**Given exercise**
Copy the entries from the line with "of the protesting" up to and including the last line of the entries, requests included, and shift every coordinate in the answers by adding 51.

**Entries of labeled points**
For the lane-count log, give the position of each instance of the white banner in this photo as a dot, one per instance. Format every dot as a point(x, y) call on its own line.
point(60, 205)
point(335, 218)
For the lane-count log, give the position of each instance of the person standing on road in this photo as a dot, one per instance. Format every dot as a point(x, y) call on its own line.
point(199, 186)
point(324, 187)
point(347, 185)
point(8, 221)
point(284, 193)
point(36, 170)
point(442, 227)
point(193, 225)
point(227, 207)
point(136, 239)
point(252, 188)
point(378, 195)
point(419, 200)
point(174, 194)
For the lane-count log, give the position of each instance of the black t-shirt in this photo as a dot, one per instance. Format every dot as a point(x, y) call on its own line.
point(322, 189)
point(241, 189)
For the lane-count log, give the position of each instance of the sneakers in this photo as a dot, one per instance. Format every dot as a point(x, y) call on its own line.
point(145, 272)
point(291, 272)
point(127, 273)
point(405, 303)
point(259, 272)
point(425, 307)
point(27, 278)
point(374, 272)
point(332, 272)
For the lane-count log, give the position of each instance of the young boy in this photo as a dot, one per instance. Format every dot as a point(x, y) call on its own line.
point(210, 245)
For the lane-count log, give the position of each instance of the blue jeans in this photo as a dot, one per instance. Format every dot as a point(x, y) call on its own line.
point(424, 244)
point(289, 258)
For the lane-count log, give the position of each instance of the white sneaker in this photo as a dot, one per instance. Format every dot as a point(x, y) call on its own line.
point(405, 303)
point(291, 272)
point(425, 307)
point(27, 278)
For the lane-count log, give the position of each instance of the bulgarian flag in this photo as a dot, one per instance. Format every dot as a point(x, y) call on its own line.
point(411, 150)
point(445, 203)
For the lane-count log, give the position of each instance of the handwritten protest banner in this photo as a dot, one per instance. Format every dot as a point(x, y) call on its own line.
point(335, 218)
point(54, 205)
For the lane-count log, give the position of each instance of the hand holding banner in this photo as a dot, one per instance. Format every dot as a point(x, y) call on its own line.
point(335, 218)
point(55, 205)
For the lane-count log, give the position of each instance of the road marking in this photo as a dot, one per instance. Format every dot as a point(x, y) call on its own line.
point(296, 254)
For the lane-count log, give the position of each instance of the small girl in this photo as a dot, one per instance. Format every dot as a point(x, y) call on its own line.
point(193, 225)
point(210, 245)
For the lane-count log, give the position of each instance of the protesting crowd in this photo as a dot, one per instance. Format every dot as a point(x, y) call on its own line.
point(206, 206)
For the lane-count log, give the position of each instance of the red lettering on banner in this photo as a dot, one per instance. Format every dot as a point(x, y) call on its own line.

**Written response**
For the lane-count log, give the position of each instance of the protesting crowd in this photo as a dot, one per instance. Format every dot as a point(x, y) call on its own line.
point(257, 257)
For the lane-count log, give the position of each instance of the red lettering on banner in this photo as a dot, one per instance. Format every dot as a point(x, y) call on its own line.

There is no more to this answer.